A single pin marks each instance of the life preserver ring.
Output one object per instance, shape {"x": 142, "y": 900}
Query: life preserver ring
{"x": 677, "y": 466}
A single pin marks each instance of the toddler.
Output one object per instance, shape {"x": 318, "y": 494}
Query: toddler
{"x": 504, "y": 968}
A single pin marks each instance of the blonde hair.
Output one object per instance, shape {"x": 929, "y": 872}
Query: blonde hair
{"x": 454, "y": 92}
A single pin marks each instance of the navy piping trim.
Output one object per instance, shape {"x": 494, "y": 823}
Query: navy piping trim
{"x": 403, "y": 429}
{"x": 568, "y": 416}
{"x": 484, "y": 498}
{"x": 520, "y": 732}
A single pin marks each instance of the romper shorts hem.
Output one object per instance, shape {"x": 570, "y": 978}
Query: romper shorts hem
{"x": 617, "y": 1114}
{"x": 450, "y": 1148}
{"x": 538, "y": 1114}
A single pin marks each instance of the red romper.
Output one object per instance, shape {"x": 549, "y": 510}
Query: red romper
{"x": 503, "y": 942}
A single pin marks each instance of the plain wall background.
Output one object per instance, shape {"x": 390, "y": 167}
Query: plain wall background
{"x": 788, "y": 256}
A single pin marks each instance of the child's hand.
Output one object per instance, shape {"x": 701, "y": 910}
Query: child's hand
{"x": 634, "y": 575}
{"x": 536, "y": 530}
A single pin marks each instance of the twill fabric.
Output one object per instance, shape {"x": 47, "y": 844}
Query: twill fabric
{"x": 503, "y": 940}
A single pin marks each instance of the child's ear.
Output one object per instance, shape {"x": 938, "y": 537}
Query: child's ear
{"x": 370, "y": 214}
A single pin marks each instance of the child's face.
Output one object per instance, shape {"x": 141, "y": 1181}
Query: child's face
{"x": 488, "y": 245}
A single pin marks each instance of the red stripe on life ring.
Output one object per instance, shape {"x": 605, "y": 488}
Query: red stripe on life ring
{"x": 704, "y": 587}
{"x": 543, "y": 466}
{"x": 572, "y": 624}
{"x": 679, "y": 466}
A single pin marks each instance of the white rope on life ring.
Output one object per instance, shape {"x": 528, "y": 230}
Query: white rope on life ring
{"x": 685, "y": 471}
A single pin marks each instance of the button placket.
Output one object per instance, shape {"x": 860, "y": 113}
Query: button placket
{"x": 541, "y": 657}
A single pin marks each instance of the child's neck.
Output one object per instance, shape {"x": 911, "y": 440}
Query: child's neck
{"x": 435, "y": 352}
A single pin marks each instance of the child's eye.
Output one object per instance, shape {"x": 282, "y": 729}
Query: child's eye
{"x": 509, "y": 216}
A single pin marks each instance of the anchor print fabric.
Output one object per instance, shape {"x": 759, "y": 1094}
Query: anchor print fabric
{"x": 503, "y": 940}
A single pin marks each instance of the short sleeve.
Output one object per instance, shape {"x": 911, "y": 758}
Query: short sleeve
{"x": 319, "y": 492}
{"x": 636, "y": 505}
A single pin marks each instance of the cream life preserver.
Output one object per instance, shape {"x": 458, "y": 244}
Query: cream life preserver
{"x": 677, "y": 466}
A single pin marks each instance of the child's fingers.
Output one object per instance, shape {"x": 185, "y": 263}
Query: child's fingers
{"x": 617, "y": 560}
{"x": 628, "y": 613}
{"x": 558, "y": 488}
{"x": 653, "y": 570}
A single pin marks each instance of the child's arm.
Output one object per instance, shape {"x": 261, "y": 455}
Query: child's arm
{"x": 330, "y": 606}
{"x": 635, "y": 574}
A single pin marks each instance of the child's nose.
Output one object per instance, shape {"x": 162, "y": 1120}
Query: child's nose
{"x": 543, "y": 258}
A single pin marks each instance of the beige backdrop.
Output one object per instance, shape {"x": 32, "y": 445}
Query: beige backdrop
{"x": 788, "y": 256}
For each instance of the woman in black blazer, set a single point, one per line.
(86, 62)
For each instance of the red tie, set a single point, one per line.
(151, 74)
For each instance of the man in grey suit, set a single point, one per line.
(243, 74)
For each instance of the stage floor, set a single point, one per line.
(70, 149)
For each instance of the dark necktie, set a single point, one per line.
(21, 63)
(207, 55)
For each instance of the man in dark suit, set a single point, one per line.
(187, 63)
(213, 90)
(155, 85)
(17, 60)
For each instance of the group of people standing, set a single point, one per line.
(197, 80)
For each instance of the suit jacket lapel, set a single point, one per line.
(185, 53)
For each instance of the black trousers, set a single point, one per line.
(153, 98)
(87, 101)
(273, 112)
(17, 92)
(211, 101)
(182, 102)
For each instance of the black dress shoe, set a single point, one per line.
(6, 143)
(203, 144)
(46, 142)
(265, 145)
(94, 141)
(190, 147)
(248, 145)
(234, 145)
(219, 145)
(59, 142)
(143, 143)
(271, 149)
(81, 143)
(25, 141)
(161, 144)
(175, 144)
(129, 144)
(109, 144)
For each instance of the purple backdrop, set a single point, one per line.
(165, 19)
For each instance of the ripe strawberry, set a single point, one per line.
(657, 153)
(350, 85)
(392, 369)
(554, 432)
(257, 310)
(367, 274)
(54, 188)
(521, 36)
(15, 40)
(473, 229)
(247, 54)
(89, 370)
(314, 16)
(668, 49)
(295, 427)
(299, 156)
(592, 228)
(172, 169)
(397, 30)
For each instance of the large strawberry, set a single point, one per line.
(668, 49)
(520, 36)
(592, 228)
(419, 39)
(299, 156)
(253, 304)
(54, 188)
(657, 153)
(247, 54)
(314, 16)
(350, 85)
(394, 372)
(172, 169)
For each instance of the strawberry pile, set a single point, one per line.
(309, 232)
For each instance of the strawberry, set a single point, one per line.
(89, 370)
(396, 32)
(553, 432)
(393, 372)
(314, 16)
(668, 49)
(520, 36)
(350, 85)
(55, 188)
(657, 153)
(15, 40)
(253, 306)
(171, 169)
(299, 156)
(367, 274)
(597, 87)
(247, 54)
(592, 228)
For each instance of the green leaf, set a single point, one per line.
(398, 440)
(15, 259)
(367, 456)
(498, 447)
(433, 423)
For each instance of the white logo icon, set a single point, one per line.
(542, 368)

#####

TO DO - Above are the records; retype them all without a single difference.

SOLUTION -
A single pin marks each instance of the life preserver ring.
Output one object per instance, shape {"x": 142, "y": 900}
Query: life preserver ring
{"x": 677, "y": 466}
A single pin marks each instance of the toddler.
Output one object per instance, shape {"x": 318, "y": 494}
Query: toddler
{"x": 504, "y": 968}
A single pin marks each instance of the blonde hair.
Output one object per instance, shape {"x": 929, "y": 872}
Query: blonde hair
{"x": 454, "y": 92}
A single pin marks each instance of the navy piping trim.
Output one object per instance, shape {"x": 494, "y": 823}
Query: navy piping trim
{"x": 403, "y": 429}
{"x": 568, "y": 416}
{"x": 484, "y": 498}
{"x": 520, "y": 732}
A single pin marks each instance of the romper shorts hem.
Output one object per instance, shape {"x": 570, "y": 978}
Query: romper shorts hem
{"x": 617, "y": 1114}
{"x": 450, "y": 1148}
{"x": 538, "y": 1114}
A single pin marks each instance of the red romper.
Output one object per instance, shape {"x": 549, "y": 510}
Query: red romper
{"x": 503, "y": 942}
A single pin marks each instance of the plain wall background.
Output one object per instance, shape {"x": 390, "y": 167}
Query: plain wall background
{"x": 788, "y": 256}
A single pin marks each instance of the child's hand.
Output one object per instance, shape {"x": 701, "y": 910}
Query: child's hand
{"x": 634, "y": 575}
{"x": 536, "y": 530}
A single pin marks each instance of the twill fabric.
Output one object per instance, shape {"x": 47, "y": 844}
Query: twill fabric
{"x": 503, "y": 940}
A single pin marks each instance of the child's ear.
Output one object per instance, shape {"x": 938, "y": 537}
Query: child's ear
{"x": 370, "y": 214}
A single pin marks each instance of the child's face.
Output one object per instance, shape {"x": 141, "y": 1181}
Query: child's face
{"x": 488, "y": 245}
A single pin marks each instance of the red stripe on life ring.
Output one object per instance, shape {"x": 605, "y": 488}
Query: red stripe on life ring
{"x": 704, "y": 587}
{"x": 543, "y": 466}
{"x": 572, "y": 624}
{"x": 679, "y": 466}
A single pin marks each instance of the white rope on life ring.
Output one object per instance, shape {"x": 528, "y": 230}
Query: white rope on life ring
{"x": 685, "y": 471}
A single pin marks each instance of the button placket.
Output one object per instance, shape {"x": 860, "y": 113}
Query: button placket
{"x": 541, "y": 657}
A single pin marks each instance of the child's neck.
Output one object per instance, shape {"x": 911, "y": 440}
Query: child's neck
{"x": 435, "y": 352}
A single pin marks each instance of the child's eye.
Output one object per instance, shape {"x": 282, "y": 729}
Query: child's eye
{"x": 509, "y": 216}
A single pin marks each instance of the anchor print fabric.
Output one object per instance, shape {"x": 759, "y": 1094}
Query: anchor print fabric
{"x": 503, "y": 940}
A single pin marks each instance of the short sleeve.
Output one object per instance, shape {"x": 911, "y": 758}
Query: short sleeve
{"x": 319, "y": 492}
{"x": 636, "y": 505}
A single pin marks each instance of the cream life preserver.
Output one object per instance, shape {"x": 458, "y": 244}
Query: cream life preserver
{"x": 677, "y": 466}
A single pin marks each instance of the child's fingers.
Output one object per instance, shape {"x": 185, "y": 263}
Query: child's fingers
{"x": 617, "y": 560}
{"x": 628, "y": 613}
{"x": 558, "y": 488}
{"x": 653, "y": 570}
A single pin marks each instance of the child's arm.
Output one object per instance, shape {"x": 261, "y": 455}
Query: child's arm
{"x": 330, "y": 606}
{"x": 635, "y": 574}
A single pin marks each instance of the child's nose.
Output one object per instance, shape {"x": 162, "y": 1120}
Query: child's nose
{"x": 543, "y": 258}
A single pin marks each instance of the beige backdrop.
Output one object per instance, shape {"x": 32, "y": 445}
Query: beige backdrop
{"x": 788, "y": 256}
For each instance of the woman in black blazer, set a single point, one per line.
(86, 62)
For each instance of the red tie, set a single point, one per line.
(151, 74)
For each instance of the man in grey suit, set a single point, one per line.
(243, 74)
For each instance of the stage floor, set a single point, one per line.
(70, 149)
For each instance of the dark necktie, set a single point, one per line.
(21, 63)
(207, 55)
For each instance of the man in dark suit, set a single point, one per line.
(187, 63)
(213, 90)
(155, 85)
(17, 60)
For each instance of the group of people standing, set a single point, one per line.
(197, 80)
For each instance of the suit jacket lapel, set a single point, one per line.
(185, 53)
For each instance of the black trousers, set a single point, one per line.
(153, 98)
(87, 101)
(273, 112)
(17, 92)
(211, 101)
(182, 102)
For each instance of the black dress shoe, set a single point, one per line.
(6, 143)
(203, 144)
(46, 142)
(265, 145)
(94, 141)
(190, 147)
(248, 145)
(234, 145)
(219, 145)
(59, 142)
(143, 143)
(271, 149)
(81, 143)
(25, 141)
(161, 144)
(175, 144)
(129, 144)
(109, 144)
For each instance of the purple backdrop, set a single point, one per line.
(165, 19)
For each instance of the ripe strawberry, set a single point, one per line.
(657, 153)
(350, 85)
(392, 369)
(554, 432)
(257, 310)
(367, 274)
(54, 188)
(521, 36)
(15, 40)
(473, 229)
(247, 54)
(89, 370)
(314, 16)
(668, 49)
(295, 427)
(299, 156)
(592, 228)
(172, 169)
(397, 30)
For each instance of the large strawberry, set a single point, one per line.
(668, 49)
(520, 36)
(592, 228)
(419, 39)
(299, 156)
(253, 304)
(54, 188)
(657, 153)
(247, 54)
(314, 16)
(350, 85)
(394, 372)
(172, 169)
For each instance of the strawberry pile, set a single point, one per line.
(309, 232)
For each instance of the strawberry, set a single point, one per line.
(89, 370)
(396, 32)
(553, 432)
(393, 372)
(314, 16)
(668, 49)
(520, 36)
(350, 85)
(55, 188)
(657, 153)
(15, 40)
(253, 306)
(171, 169)
(299, 156)
(367, 274)
(597, 87)
(247, 54)
(592, 228)
For each instance of the green leaf, set a single point, one per line.
(398, 440)
(15, 259)
(367, 456)
(498, 447)
(433, 423)
For each instance of the white logo icon, set a single point, one per line.
(542, 368)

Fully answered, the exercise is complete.